Detection annotation records
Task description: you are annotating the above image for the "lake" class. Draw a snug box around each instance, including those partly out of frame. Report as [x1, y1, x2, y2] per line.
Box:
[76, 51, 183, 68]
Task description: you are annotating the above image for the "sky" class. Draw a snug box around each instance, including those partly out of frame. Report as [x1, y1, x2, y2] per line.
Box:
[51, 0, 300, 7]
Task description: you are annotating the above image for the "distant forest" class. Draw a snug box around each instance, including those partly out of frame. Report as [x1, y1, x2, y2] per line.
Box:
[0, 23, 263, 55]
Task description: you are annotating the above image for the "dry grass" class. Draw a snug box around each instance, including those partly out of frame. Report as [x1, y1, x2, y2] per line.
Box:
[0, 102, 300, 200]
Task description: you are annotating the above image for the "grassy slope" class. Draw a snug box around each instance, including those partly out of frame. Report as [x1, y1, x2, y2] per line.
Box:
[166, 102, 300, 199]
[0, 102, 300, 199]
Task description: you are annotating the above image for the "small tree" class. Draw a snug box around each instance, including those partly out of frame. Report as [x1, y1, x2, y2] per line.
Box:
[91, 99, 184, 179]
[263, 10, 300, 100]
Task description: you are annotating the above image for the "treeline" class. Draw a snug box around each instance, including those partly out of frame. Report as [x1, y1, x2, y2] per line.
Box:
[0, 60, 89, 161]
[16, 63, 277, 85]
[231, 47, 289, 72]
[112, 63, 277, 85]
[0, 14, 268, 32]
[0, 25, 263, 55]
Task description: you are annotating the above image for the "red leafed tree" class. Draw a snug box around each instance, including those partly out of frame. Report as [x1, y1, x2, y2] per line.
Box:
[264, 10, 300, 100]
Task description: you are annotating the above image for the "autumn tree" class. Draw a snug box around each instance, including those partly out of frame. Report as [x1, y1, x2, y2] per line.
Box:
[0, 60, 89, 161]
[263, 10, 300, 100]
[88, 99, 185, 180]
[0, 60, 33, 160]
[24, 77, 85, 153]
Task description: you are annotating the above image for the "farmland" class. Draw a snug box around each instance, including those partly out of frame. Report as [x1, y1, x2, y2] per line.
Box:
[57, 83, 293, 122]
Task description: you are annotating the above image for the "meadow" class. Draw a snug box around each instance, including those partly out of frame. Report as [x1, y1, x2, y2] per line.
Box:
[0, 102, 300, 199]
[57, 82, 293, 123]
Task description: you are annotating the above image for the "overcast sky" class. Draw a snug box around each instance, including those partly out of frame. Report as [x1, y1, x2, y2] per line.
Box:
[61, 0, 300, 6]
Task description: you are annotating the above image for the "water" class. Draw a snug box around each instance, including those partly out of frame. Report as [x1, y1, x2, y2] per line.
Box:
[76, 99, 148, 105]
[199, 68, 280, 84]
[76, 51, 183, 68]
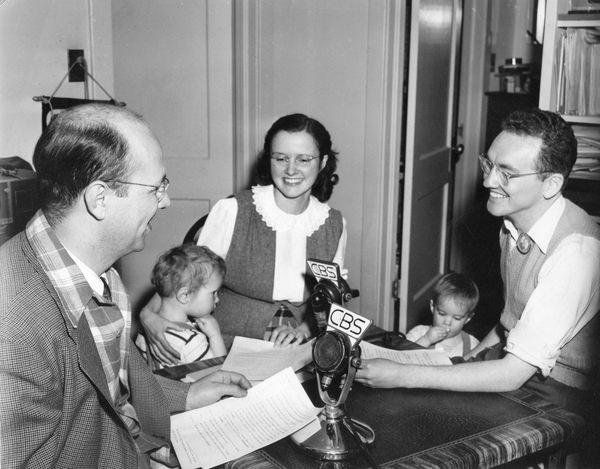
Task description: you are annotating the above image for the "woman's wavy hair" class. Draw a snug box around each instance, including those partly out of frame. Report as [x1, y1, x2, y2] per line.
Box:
[256, 114, 339, 202]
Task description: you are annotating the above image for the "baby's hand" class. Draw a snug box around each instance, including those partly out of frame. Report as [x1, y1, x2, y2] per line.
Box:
[196, 314, 221, 338]
[425, 326, 449, 345]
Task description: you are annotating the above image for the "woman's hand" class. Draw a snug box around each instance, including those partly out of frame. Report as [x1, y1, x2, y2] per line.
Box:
[140, 294, 187, 365]
[268, 322, 310, 347]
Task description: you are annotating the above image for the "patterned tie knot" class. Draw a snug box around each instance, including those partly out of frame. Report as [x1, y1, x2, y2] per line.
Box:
[100, 277, 113, 303]
[517, 233, 533, 254]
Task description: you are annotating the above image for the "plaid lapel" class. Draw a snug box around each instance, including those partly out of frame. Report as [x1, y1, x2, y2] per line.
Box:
[26, 211, 131, 406]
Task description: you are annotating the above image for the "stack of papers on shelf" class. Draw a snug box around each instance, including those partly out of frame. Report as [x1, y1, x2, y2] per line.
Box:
[554, 28, 600, 116]
[171, 368, 321, 469]
[573, 125, 600, 178]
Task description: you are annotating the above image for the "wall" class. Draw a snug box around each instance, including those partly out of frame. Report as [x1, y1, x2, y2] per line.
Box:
[0, 0, 113, 161]
[112, 0, 233, 308]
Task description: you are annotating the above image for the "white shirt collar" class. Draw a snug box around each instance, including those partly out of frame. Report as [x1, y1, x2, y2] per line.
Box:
[504, 195, 565, 253]
[252, 185, 329, 236]
[65, 248, 104, 296]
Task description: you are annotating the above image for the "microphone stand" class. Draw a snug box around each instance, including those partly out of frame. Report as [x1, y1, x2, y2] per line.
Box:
[295, 281, 377, 467]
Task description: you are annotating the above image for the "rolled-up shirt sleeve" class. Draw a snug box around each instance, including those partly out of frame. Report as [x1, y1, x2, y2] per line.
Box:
[506, 234, 600, 376]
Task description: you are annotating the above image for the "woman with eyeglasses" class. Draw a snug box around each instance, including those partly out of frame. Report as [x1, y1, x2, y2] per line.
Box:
[141, 114, 347, 361]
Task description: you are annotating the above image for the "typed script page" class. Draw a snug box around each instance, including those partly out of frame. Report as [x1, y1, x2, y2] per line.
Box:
[171, 368, 320, 469]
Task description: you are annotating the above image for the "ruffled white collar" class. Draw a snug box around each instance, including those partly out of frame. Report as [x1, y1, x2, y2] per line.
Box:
[252, 184, 329, 236]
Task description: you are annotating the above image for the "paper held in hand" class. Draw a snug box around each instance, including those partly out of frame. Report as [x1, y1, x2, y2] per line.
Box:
[360, 342, 452, 365]
[222, 336, 313, 384]
[171, 368, 320, 469]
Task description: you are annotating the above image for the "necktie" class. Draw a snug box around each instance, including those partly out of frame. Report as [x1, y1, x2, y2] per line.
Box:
[100, 277, 112, 303]
[517, 233, 533, 254]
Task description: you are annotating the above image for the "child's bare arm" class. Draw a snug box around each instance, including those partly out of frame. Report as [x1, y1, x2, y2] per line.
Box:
[196, 316, 227, 357]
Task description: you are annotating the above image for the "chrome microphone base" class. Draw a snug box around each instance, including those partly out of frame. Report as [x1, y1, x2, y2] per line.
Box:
[294, 406, 375, 461]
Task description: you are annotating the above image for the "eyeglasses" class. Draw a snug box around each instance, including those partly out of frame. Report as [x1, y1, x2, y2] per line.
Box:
[113, 176, 170, 202]
[271, 153, 318, 168]
[479, 153, 547, 186]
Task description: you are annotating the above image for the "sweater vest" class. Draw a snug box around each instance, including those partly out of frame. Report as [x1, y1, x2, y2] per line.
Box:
[500, 199, 600, 389]
[215, 190, 343, 339]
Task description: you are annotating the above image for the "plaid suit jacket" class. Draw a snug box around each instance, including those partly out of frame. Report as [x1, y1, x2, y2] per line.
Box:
[0, 233, 189, 469]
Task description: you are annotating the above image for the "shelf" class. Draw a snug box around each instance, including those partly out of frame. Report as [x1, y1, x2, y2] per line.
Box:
[556, 13, 600, 28]
[561, 114, 600, 125]
[569, 171, 600, 182]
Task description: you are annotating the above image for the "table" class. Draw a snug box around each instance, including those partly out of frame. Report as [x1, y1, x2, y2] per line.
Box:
[156, 332, 584, 469]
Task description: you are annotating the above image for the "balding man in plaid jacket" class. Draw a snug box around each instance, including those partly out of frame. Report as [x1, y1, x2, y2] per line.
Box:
[0, 105, 249, 469]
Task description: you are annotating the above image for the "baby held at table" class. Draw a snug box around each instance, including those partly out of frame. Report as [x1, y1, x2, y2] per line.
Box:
[135, 244, 227, 369]
[406, 272, 479, 357]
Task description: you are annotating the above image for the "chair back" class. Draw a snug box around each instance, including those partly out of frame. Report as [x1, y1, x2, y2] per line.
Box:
[182, 214, 208, 244]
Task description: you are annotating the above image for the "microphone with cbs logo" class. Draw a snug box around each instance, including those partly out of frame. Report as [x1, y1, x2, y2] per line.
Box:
[296, 259, 375, 463]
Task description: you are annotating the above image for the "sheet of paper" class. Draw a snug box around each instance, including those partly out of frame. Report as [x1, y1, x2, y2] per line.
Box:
[360, 342, 452, 365]
[171, 368, 320, 469]
[223, 336, 312, 382]
[181, 364, 223, 383]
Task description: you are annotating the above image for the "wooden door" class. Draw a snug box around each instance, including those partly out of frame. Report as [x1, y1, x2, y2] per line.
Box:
[398, 0, 462, 331]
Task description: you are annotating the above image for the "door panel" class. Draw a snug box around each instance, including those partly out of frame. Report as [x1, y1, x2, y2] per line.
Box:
[399, 0, 461, 330]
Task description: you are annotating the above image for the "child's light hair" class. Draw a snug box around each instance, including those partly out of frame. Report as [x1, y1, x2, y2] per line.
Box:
[151, 243, 226, 297]
[432, 272, 479, 314]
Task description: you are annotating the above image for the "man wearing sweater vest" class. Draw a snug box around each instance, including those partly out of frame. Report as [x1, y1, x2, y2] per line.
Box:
[356, 110, 600, 436]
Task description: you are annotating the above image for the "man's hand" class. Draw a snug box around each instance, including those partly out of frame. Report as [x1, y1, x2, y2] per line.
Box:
[267, 323, 310, 347]
[140, 294, 191, 365]
[185, 371, 251, 410]
[354, 358, 402, 388]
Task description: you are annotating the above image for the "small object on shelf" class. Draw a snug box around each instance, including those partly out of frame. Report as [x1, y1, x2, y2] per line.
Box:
[496, 57, 532, 93]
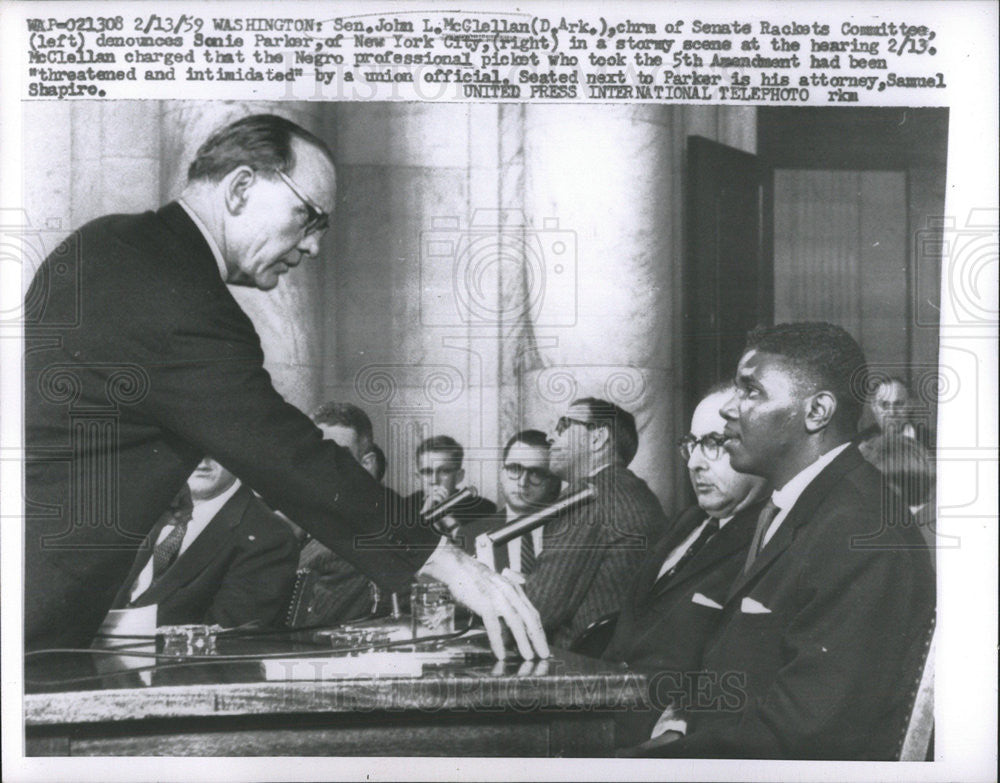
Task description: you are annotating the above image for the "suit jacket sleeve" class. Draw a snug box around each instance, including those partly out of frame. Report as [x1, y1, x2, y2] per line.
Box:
[665, 517, 933, 758]
[205, 501, 299, 628]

*What you should do*. List every line of the items above that contains the word "water".

*Response to this exercise*.
Task description: you are annotating the above image for the "water" class. Draw a snug box around each instance, including those partly out of frame. Report as [x1, y1, x2, y2] per line.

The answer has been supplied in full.